*Set exercise*
Set down the records word for word, from their start through the line that contains "[[33, 57], [81, 30], [93, 24], [65, 38]]", both ends included, and leave the pictures out.

──────── Provided entries ────────

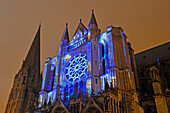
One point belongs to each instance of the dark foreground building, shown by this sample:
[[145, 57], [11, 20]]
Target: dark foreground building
[[94, 72], [27, 82], [153, 67]]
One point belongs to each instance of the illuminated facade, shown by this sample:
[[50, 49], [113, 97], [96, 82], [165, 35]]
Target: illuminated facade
[[92, 73]]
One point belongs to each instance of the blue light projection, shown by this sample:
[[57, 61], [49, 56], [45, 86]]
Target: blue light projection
[[77, 67]]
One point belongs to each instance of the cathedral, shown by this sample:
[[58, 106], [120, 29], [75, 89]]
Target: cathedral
[[94, 72]]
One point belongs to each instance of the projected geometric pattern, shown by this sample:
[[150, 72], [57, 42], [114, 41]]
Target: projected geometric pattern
[[77, 67]]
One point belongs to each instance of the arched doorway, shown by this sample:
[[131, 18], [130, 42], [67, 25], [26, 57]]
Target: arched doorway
[[59, 109]]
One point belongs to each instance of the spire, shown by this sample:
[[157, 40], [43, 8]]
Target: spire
[[33, 57], [81, 30], [93, 24], [65, 38]]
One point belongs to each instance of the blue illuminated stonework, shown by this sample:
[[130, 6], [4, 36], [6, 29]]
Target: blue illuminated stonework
[[76, 68], [86, 66]]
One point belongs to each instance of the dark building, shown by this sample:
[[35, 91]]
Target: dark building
[[27, 82], [153, 66]]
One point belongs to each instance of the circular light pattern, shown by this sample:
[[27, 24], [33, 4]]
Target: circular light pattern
[[77, 67]]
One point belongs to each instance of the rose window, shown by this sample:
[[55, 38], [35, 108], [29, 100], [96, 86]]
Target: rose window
[[77, 67]]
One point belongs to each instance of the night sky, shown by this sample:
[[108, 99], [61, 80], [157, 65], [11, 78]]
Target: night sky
[[145, 22]]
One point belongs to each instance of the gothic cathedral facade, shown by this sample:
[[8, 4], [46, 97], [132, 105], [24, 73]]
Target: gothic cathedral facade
[[93, 72]]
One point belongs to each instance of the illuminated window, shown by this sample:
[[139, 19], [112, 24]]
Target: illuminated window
[[77, 67]]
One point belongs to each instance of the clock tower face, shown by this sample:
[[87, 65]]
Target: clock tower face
[[77, 67]]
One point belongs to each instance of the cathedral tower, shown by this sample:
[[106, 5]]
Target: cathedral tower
[[92, 73], [27, 81]]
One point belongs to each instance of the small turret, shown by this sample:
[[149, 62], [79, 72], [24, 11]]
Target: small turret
[[93, 24]]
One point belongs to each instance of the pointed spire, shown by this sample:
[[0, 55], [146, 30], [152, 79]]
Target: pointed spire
[[81, 28], [33, 57], [93, 24], [65, 38]]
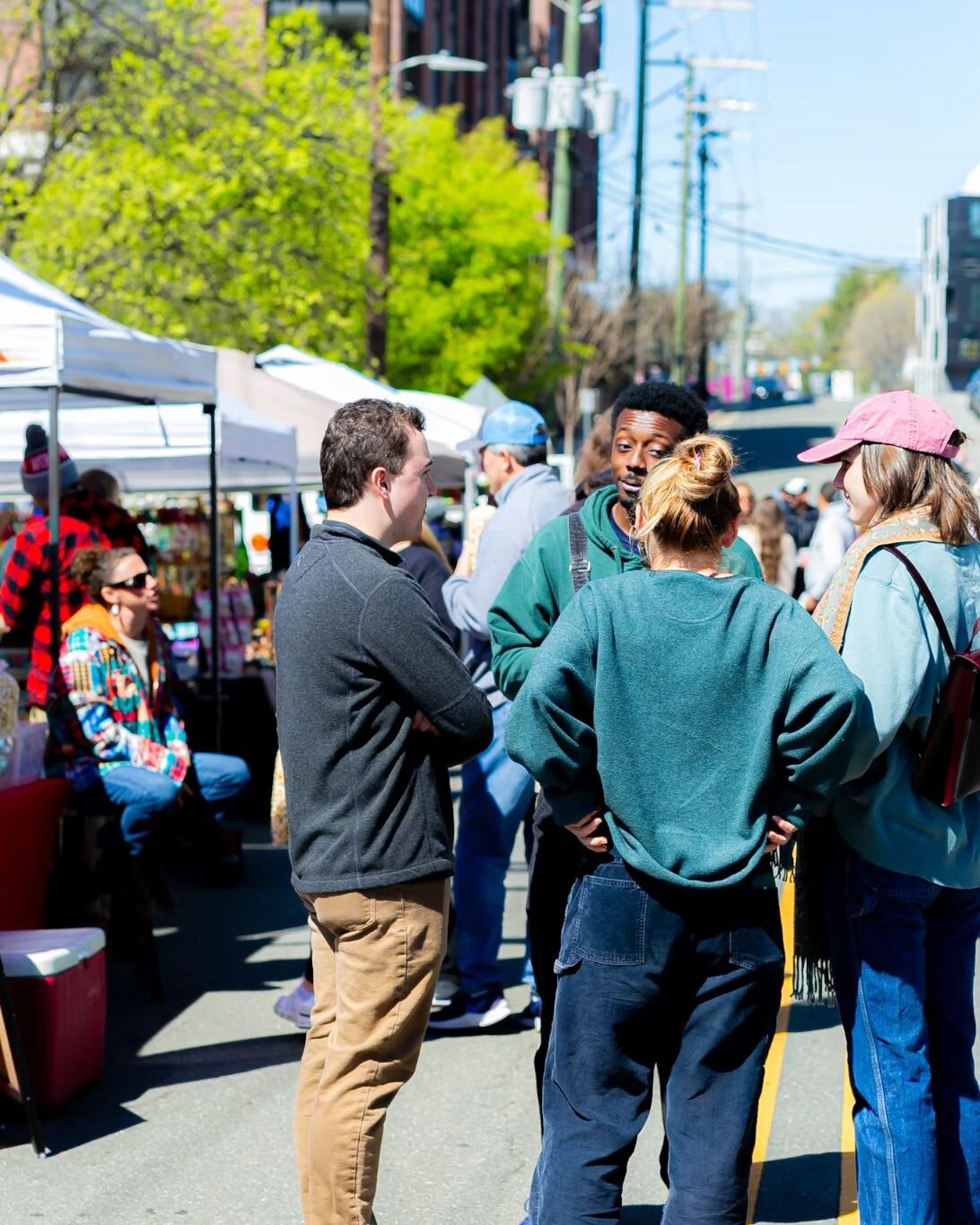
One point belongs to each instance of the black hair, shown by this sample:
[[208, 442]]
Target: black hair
[[668, 399]]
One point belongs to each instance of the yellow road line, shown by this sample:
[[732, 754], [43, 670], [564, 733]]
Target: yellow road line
[[848, 1207], [774, 1061]]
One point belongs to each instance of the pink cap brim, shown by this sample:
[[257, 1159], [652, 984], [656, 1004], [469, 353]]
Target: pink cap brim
[[828, 451]]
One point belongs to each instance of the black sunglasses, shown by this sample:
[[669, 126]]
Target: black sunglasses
[[137, 583]]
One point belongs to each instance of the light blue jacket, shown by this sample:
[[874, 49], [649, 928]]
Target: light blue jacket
[[893, 647], [526, 503]]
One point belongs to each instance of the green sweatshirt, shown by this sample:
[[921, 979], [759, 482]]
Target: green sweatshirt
[[540, 584], [692, 710]]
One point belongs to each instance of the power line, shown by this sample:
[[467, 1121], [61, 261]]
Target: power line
[[789, 247]]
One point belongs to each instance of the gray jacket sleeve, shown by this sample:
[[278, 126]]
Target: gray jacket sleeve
[[468, 600], [401, 633]]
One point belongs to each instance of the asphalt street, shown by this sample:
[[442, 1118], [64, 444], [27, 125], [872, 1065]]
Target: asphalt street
[[190, 1124]]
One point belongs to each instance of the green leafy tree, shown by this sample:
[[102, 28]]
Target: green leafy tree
[[835, 319], [468, 251], [220, 191], [879, 335]]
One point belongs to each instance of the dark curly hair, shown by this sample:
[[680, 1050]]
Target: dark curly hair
[[668, 399], [363, 435]]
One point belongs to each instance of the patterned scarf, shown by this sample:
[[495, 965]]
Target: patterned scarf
[[812, 980]]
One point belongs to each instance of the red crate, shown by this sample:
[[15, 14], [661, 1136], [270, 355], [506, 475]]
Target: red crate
[[57, 984]]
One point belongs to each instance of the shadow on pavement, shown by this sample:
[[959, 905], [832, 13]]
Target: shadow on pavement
[[802, 1188], [804, 1018], [773, 446], [642, 1214], [207, 949]]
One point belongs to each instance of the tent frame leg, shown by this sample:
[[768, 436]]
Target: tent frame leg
[[215, 574], [21, 1076]]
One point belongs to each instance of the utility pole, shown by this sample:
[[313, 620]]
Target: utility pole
[[397, 43], [379, 218], [561, 175], [704, 158], [641, 131], [741, 319], [678, 370]]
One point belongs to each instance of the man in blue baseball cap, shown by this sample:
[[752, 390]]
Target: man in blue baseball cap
[[497, 792]]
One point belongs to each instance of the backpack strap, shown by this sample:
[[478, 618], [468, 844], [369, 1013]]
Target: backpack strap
[[578, 551], [930, 599]]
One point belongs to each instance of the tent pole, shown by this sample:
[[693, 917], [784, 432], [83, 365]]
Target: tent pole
[[54, 521], [293, 517], [215, 576]]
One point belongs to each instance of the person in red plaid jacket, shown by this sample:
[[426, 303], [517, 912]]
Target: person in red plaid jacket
[[86, 522]]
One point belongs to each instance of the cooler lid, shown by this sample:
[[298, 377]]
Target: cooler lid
[[46, 952]]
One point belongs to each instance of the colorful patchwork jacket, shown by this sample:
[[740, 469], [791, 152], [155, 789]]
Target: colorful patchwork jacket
[[103, 714]]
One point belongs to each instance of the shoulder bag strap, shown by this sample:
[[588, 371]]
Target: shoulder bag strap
[[578, 551], [930, 599]]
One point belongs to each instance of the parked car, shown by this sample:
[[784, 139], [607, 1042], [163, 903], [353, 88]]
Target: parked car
[[767, 391], [973, 391]]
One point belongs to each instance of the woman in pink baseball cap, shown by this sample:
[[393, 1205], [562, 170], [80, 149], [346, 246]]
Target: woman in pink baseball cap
[[905, 912]]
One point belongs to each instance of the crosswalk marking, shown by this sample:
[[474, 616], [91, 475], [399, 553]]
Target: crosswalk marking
[[848, 1209], [774, 1061]]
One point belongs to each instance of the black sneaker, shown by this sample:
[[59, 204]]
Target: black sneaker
[[480, 1011]]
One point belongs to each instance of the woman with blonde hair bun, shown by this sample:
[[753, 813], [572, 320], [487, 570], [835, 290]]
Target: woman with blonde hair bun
[[674, 717]]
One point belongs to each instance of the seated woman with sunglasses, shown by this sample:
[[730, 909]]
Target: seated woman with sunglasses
[[111, 708]]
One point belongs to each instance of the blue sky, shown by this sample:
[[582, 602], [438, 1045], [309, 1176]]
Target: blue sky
[[871, 113]]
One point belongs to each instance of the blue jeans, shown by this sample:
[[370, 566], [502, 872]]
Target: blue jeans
[[148, 799], [905, 955], [650, 974], [497, 795]]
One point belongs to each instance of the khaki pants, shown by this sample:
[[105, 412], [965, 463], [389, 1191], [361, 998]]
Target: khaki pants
[[376, 959]]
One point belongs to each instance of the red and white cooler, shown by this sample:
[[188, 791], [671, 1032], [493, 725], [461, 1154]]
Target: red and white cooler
[[57, 980]]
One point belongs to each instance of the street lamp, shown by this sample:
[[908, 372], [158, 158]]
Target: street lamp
[[439, 61]]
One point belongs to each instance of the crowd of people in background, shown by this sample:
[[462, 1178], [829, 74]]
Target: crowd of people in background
[[661, 682], [642, 657]]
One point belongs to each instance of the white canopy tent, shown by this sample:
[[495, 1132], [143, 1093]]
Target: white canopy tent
[[49, 341], [59, 356], [449, 422]]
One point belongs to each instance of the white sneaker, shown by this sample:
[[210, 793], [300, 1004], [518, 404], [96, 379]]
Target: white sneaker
[[472, 1012], [295, 1007]]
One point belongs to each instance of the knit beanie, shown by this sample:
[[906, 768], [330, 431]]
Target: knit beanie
[[36, 463]]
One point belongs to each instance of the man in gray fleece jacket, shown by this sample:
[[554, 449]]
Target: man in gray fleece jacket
[[497, 792], [372, 707]]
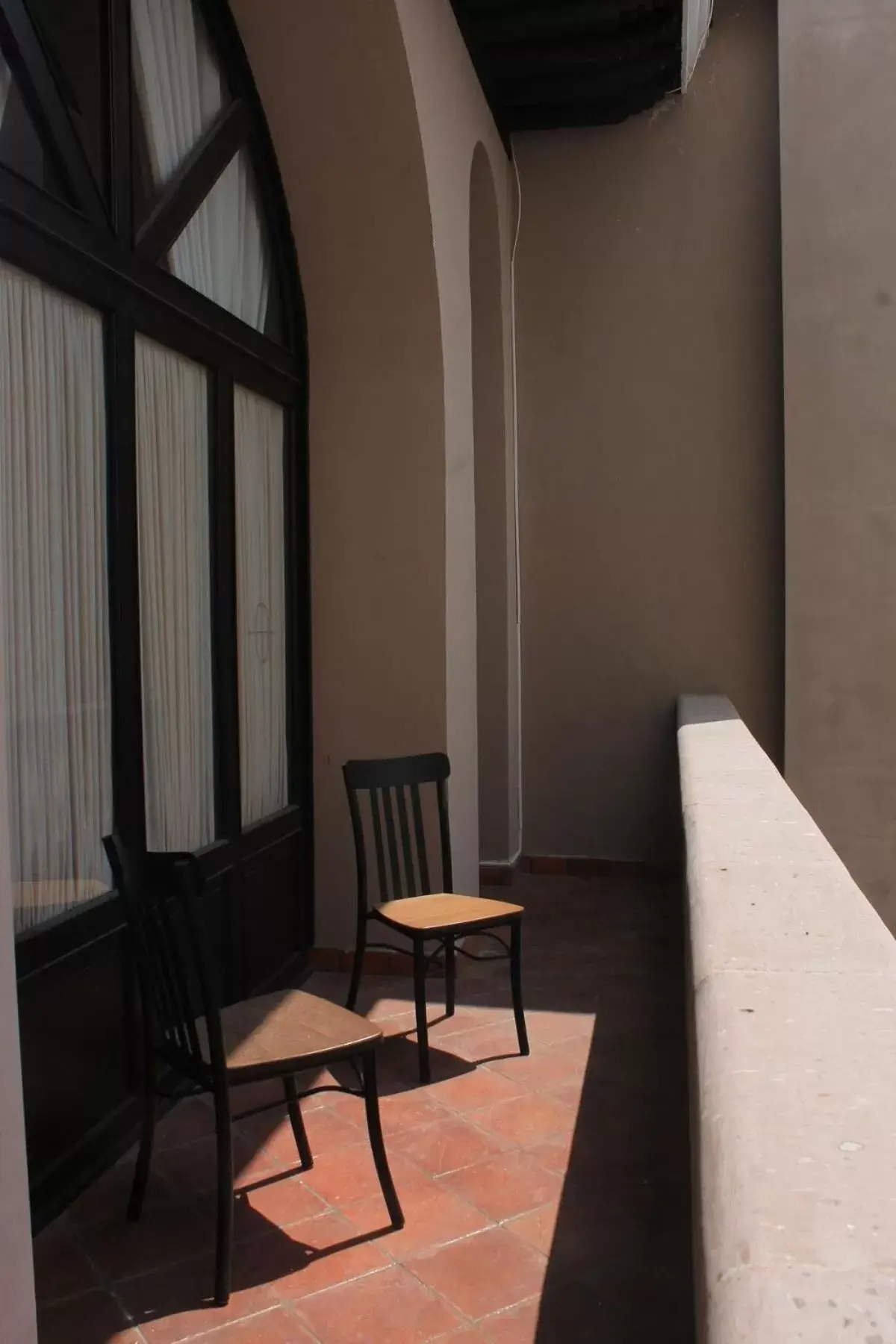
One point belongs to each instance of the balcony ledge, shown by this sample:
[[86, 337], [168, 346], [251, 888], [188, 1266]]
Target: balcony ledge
[[793, 1058]]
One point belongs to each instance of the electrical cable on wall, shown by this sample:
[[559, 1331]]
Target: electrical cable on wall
[[516, 497]]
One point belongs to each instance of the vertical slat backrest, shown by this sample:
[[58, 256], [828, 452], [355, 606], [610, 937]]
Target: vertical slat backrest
[[160, 894], [391, 791]]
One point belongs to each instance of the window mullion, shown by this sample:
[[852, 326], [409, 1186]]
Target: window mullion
[[120, 121]]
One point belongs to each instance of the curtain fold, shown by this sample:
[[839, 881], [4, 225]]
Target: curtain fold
[[175, 601], [54, 596], [261, 604], [222, 250], [220, 253], [178, 84]]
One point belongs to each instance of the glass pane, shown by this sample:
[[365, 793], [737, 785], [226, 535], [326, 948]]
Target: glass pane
[[74, 45], [222, 252], [175, 612], [54, 638], [20, 147], [261, 604], [179, 87]]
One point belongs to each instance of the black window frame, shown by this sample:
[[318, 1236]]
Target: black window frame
[[97, 252]]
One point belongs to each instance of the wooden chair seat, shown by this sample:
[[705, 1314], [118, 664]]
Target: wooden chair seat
[[447, 912], [272, 1036], [287, 1031], [388, 793]]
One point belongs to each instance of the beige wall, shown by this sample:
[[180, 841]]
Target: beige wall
[[494, 608], [454, 119], [340, 105], [839, 203], [649, 376], [378, 181]]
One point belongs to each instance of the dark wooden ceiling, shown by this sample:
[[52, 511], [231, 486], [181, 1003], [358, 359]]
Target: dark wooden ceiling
[[548, 63]]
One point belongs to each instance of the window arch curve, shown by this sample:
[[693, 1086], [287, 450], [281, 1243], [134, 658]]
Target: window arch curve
[[148, 269]]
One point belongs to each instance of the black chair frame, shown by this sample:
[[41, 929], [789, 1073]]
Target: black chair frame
[[178, 988], [408, 874]]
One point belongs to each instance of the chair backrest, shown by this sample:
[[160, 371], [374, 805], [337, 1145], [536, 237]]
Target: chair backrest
[[396, 824], [176, 984]]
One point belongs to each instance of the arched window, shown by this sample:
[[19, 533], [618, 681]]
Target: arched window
[[153, 613]]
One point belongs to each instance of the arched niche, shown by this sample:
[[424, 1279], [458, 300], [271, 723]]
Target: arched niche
[[337, 94], [494, 616]]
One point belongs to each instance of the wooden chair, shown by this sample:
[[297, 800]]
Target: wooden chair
[[408, 900], [273, 1036]]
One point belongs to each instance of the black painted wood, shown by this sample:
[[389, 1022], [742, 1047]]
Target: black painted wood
[[27, 60], [193, 181], [257, 900], [548, 63]]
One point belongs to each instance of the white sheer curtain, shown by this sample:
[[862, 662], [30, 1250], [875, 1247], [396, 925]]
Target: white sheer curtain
[[178, 82], [222, 250], [261, 604], [175, 608], [54, 629]]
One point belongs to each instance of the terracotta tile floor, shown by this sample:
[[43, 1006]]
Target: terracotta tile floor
[[546, 1198]]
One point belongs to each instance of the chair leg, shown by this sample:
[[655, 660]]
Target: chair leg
[[450, 972], [147, 1136], [358, 965], [300, 1133], [420, 1003], [516, 984], [225, 1238], [378, 1147]]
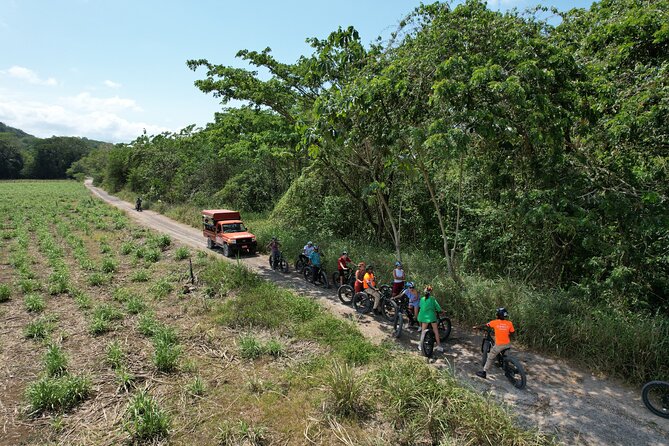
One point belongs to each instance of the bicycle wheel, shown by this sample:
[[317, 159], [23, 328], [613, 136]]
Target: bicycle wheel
[[362, 303], [345, 293], [308, 275], [514, 372], [428, 343], [485, 349], [398, 324], [655, 395], [445, 328], [389, 309]]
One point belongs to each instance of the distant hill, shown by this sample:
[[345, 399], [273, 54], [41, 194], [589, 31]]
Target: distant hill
[[26, 156], [16, 137]]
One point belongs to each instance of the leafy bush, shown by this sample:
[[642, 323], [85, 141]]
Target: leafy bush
[[145, 420], [141, 275], [182, 253], [55, 361], [34, 303], [346, 392], [57, 393]]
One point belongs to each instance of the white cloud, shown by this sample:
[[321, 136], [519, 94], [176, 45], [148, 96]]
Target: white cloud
[[112, 84], [69, 119], [84, 101], [29, 75]]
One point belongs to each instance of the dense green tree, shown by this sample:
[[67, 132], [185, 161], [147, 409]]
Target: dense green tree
[[11, 161]]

────────

*Finished answer*
One point belongs to each instance of the dark foreground building, shown by this sample:
[[145, 57], [11, 20]]
Target: dark foreground building
[[94, 72], [27, 82], [153, 67]]
One point belongs to each instance of the illuminated facade, shown by this sample:
[[50, 49], [113, 97], [96, 82], [165, 35]]
Target: illuminated facade
[[92, 73]]
One point belongs to each instance of the blue light projection, shown by this sample:
[[57, 61], [49, 56], [45, 86]]
Target: blue light projection
[[77, 67]]
One point belongs to each instance of the cathedral, shown by this sample:
[[58, 106], [120, 29], [75, 89]]
Target: cathedral
[[94, 72]]
One point belongs to each instance of the projected geometric pattern, shown by this sample:
[[150, 72], [57, 42], [114, 41]]
Target: projected geometric pattern
[[77, 67]]
One point belongs to each instance of the arched doorway, shown by this sample:
[[131, 18], [130, 42], [67, 25], [26, 57]]
Target: arched doorway
[[59, 109]]
One point belongs to each instance of the spire, shown by this sample:
[[157, 40], [43, 8]]
Target: spire
[[33, 57], [81, 30], [93, 24], [65, 38]]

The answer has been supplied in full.